## Task to complete
After reading the data below, copy out every line that contains the word "green".

## Record set
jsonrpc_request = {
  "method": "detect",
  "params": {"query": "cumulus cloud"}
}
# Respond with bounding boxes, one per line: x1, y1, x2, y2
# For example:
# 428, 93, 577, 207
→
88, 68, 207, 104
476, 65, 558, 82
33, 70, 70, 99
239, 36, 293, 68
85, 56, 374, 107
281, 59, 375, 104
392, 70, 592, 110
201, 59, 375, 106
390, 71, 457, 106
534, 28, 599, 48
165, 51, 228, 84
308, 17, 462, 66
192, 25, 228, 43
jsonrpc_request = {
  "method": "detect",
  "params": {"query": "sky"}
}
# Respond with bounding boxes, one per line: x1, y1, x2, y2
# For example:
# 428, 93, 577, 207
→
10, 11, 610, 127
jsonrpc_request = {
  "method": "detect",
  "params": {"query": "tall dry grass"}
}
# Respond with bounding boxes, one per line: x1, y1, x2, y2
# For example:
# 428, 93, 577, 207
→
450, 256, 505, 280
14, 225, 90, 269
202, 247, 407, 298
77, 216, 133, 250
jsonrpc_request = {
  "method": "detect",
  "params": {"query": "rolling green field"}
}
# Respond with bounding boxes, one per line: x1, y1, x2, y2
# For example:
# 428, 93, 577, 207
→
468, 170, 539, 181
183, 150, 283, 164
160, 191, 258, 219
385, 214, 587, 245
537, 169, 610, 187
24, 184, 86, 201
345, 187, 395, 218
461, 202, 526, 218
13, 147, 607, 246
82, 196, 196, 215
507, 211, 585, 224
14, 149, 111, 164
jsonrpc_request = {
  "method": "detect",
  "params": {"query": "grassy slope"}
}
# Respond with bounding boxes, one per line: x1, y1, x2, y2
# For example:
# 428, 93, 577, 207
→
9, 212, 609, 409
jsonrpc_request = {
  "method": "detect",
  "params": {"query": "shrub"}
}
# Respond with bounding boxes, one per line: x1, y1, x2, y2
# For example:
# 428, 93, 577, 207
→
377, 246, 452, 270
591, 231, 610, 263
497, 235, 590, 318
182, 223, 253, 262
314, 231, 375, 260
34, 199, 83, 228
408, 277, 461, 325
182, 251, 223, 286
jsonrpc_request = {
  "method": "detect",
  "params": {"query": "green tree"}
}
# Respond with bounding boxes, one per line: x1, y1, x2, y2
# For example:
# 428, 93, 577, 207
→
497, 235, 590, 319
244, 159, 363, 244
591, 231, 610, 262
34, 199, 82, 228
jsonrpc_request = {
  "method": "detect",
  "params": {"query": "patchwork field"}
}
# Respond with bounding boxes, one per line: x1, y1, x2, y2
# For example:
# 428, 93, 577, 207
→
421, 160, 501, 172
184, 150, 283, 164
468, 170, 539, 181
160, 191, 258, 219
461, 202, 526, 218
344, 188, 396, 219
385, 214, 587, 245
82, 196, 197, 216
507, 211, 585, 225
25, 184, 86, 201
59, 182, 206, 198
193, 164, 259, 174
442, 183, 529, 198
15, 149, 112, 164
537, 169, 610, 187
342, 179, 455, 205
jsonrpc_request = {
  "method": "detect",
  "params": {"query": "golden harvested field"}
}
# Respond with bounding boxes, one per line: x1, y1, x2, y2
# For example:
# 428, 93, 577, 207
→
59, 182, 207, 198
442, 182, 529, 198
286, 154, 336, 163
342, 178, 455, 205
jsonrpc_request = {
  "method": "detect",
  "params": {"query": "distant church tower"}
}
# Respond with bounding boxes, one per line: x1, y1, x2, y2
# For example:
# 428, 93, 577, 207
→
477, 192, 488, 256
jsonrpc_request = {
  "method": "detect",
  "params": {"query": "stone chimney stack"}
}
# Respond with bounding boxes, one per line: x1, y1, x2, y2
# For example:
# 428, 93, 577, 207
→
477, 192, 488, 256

## Response area
  "params": {"query": "rolling green field"}
  "params": {"query": "green tree"}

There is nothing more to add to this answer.